→ **PAGE EXTRACT**

L.A. Confidential

L.A. Confidential (1997)

1998 Academy Awards: Best Actress – Kim Basinger Best Screenplay – Curtis Hanson and Brian Helgeland

Remember, dear readers, you heard it here first. Off the record, on the QT, and very hush-hush.

So says Sid Hudgeons (Danny DeVito), publisher and writer of the L.A. sleaze magazine, Hush Hush, a weekly rag that rats on the stars, politicians, and other celebrities of 1950s Los Angeles. The montage of photos, film, narration, and music that opens L.A. Confidential is just one device that transports us back in time to this golden era in sunny Southern California. But, as Sid hints to us, all is not perfect in the "city of the future."

When he finished writing L.A. Confidential, James Ellroy thought that he had a novel that no one could turn into a movie. He believed that it was so complex, so layered that it would be the ultimate challenge for any screenwriter/director team to transfer to the medium of film. The video version of L.A. Confidential features a documentary in which he is quite unabashed stating this opinion; still, he is obviously pleased that his book was eventually turned into a movie. It’s also plain, by his tone and facial expressions, that he likes the movie immensely.

As directed by Curtis Hanson, L.A. Confidential is a multi-layered, suspenseful, brutally violent saga of crime in Los Angeles. The story follows the careers of three L.A. policemen as they try to solve several seemingly unconnected murders. It has been well documented that Hanson, and his partner, screenwriter Brian Helgeland, spent countless hours reading and studying Ellroy’s novel in an attempt to streamline it into a film that captures the classic 1950’s film noir style that Ellroy brought to life in his dense prose. Displaying skills that recall Robert Towne’s writing in Chinatown, Helgeland and Hanson have come up with a script that is both consistently intriguing and unnerving, keeping the main focus on the characters – not so easy an accomplishment when you realize that there are at least a half-dozen major characters plus 80 other assorted speaking parts.

[Stored records]
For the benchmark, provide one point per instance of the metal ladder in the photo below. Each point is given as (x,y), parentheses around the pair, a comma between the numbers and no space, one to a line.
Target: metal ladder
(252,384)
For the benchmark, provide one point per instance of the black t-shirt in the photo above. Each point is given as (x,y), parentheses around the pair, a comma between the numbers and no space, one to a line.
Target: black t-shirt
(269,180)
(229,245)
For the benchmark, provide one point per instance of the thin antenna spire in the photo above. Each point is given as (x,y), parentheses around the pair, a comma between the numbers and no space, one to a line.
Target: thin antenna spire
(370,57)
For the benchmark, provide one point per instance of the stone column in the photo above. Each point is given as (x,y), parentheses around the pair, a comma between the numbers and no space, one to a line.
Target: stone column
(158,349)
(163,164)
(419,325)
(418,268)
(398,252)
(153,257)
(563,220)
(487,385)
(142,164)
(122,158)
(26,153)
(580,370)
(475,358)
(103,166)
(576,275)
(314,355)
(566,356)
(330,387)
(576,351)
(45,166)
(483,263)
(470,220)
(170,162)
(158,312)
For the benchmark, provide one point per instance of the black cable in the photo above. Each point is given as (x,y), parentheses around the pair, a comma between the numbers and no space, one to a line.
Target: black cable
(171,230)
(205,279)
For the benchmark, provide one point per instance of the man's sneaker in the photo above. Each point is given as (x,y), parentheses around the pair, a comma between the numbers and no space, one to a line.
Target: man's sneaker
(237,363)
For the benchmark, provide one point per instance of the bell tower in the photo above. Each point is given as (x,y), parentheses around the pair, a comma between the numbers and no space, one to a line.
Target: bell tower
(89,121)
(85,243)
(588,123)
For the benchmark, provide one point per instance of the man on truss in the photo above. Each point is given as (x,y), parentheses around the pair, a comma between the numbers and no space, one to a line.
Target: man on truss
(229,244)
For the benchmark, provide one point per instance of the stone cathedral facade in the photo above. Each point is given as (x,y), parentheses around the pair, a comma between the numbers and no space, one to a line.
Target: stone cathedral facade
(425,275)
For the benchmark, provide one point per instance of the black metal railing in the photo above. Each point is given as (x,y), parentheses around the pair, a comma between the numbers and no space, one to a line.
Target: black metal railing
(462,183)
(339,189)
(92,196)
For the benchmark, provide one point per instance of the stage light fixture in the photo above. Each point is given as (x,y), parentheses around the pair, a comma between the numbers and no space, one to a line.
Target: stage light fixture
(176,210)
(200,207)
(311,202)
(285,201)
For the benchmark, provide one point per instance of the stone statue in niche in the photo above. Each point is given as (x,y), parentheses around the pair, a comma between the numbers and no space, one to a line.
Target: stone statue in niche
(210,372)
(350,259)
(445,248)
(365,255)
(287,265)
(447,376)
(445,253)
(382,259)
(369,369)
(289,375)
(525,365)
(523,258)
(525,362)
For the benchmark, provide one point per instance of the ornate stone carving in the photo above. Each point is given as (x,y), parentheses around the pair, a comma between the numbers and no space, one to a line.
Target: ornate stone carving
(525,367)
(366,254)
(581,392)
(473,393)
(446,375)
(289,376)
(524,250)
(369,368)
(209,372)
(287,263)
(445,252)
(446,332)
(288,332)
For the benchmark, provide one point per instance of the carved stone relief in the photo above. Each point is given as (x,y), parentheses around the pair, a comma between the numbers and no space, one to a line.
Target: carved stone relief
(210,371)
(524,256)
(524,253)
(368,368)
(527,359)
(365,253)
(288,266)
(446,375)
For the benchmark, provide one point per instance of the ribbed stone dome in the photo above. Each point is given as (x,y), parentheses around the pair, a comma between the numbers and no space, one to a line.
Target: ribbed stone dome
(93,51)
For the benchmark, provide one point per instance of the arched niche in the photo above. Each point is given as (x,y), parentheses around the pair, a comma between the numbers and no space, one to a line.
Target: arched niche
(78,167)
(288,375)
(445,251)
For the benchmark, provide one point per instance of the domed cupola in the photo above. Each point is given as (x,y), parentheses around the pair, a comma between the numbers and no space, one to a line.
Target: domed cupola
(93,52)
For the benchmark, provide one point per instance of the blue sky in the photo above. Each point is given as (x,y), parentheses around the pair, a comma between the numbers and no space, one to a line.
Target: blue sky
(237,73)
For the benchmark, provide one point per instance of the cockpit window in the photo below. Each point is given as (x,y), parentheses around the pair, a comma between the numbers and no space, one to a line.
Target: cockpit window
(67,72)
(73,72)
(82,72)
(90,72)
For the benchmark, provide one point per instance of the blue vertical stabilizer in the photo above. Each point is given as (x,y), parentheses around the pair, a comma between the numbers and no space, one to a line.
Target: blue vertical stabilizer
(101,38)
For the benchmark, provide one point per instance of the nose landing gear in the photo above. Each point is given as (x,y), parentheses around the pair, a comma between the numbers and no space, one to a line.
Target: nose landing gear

→ **WORK INSTRUCTIONS**
(A) Answer these from the L.A. Confidential review:
(i) Which actor plays Sid Hudgeons?
(ii) Who directed the film?
(iii) What did James Ellroy believe about his novel when he finished writing it?
(B) Carry on the L.A. Confidential review past its final sentence.

→ **RESPONSE LIST**
(A)
(i) Danny DeVito
(ii) Curtis Hanson
(iii) He believed no one could turn it into a movie.

(B)
We are introduced to the three cops right away. Bud White (Russell Crowe), who prefers a direct approach when dealing with a wife beater, gets the guy’s attention by yanking the plastic reindeer off his roof with a loud crash and then beats the tar out of him. The second officer, Jack Vincennes (Kevin Spacey), is a celebrity. He’s not above taking a payoff for busting a couple of young potheads, since his face will be on television when the story breaks. The third cop, Ed Exley (Guy Pearce), is straight-laced and inexperienced but still smart enough to know when his actions will get him a serious promotion.

Exley’s career moves set the plot in motion when he squeals on fellow officers who brutally beat several prisoners in an incident dubbed "Bloody Christmas." Exley is promoted to lieutenant and is subsequently despised within the force. White, also involved in the altercation, refuses to rat on his partner, Dick Stensland (Graham Beckel). Consequently, White is suspended. Vincennes is also asked to testify and refuses at first, but when his superiors threaten to take away the one thing he truly loves, his advisory job on the cop TV show Badge of Honor, he submits.

The intricate plot involves a bloody multi-victim homicide at a local coffee shop called the Night Owl; Stensland is one of the victims. As our three officers investigate the crime they uncover many other clues suggesting that the initial robbery of the coffee shop was just a cover up: double-dealings, prostitutes made up to look like popular movie stars (including a Veronica Lake clone played by Kim Basinger), extortion of political officials, other murders. An unseen force is plotting to take over the void in organized crime left behind when Mickey Cohen was sent to prison. Exley initially is the lone officer investigating the case. Being the virtuous law officer that he is, he has no compunction about destroying everything that made him famous. He eventually teams up with both Vincennes and White to solve the case.

The script has the type of deft plotting that made films like The Crying Game and The Usual Suspects so popular. The investigation of the crime is as much a mystery to us as it is to the three protagonists. Clues are given to us as they are discovered by Exley, Vincennes and White; we are never allowed to know more than they do. Hanson uses this method of scripting to maintain the suspense level: the scene of Vincennes’ assassination is totally unexpected – until the killer pulls a pistol and fires you won’t have any idea it’s coming.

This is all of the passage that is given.